Work order ::
Copy out each line below verbatim, skipping any picture.

[Image point grounding data]
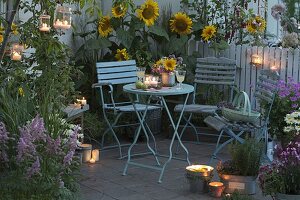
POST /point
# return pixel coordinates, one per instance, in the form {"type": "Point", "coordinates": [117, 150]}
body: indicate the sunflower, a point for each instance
{"type": "Point", "coordinates": [148, 12]}
{"type": "Point", "coordinates": [208, 32]}
{"type": "Point", "coordinates": [104, 26]}
{"type": "Point", "coordinates": [256, 25]}
{"type": "Point", "coordinates": [21, 92]}
{"type": "Point", "coordinates": [14, 29]}
{"type": "Point", "coordinates": [122, 55]}
{"type": "Point", "coordinates": [170, 64]}
{"type": "Point", "coordinates": [160, 62]}
{"type": "Point", "coordinates": [181, 24]}
{"type": "Point", "coordinates": [119, 10]}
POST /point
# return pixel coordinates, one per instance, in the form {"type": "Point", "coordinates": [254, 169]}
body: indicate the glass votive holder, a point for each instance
{"type": "Point", "coordinates": [216, 189]}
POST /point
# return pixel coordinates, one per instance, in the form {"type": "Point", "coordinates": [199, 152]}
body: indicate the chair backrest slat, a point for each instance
{"type": "Point", "coordinates": [122, 72]}
{"type": "Point", "coordinates": [215, 71]}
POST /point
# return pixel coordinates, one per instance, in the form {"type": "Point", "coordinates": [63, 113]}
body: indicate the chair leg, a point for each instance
{"type": "Point", "coordinates": [110, 127]}
{"type": "Point", "coordinates": [183, 130]}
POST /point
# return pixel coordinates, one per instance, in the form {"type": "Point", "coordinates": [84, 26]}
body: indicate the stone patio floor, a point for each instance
{"type": "Point", "coordinates": [104, 181]}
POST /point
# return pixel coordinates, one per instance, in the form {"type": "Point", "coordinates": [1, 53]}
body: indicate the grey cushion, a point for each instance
{"type": "Point", "coordinates": [196, 108]}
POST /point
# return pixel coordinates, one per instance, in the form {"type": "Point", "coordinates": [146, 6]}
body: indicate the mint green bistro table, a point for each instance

Expected answer ::
POST /point
# return pixel coordinates, one per instance, in the form {"type": "Point", "coordinates": [117, 150]}
body: indicate the sunflower, a point for each instance
{"type": "Point", "coordinates": [148, 12]}
{"type": "Point", "coordinates": [208, 32]}
{"type": "Point", "coordinates": [104, 26]}
{"type": "Point", "coordinates": [256, 25]}
{"type": "Point", "coordinates": [21, 92]}
{"type": "Point", "coordinates": [14, 29]}
{"type": "Point", "coordinates": [122, 55]}
{"type": "Point", "coordinates": [170, 64]}
{"type": "Point", "coordinates": [160, 62]}
{"type": "Point", "coordinates": [181, 24]}
{"type": "Point", "coordinates": [119, 10]}
POST /point
# return pixel coordinates, one per instance, in the form {"type": "Point", "coordinates": [254, 169]}
body: indicate the glass votive holder, a point for each instance
{"type": "Point", "coordinates": [216, 189]}
POST /point
# return pixel coordinates, one per instance, in the form {"type": "Point", "coordinates": [199, 152]}
body: indicate the chair backrest slat, a point for each instance
{"type": "Point", "coordinates": [122, 72]}
{"type": "Point", "coordinates": [215, 71]}
POST /point
# return pixel coordinates, one per instance, in the form {"type": "Point", "coordinates": [63, 113]}
body: indicate the chair leg, a point for each instance
{"type": "Point", "coordinates": [110, 127]}
{"type": "Point", "coordinates": [183, 130]}
POST /point
# return pixel coordinates, one per instance, in the form {"type": "Point", "coordinates": [84, 26]}
body: indicate the stone patio floor, a point for each instance
{"type": "Point", "coordinates": [104, 181]}
POST /point
# return pixel coordinates, one per instance, in the form {"type": "Point", "coordinates": [1, 53]}
body: indicate the grey cushion, a point for each instance
{"type": "Point", "coordinates": [196, 108]}
POST /point
# return pixel coordinates, one per instance, in the form {"type": "Point", "coordinates": [146, 6]}
body: indicate the mint green bistro table, a point for each instance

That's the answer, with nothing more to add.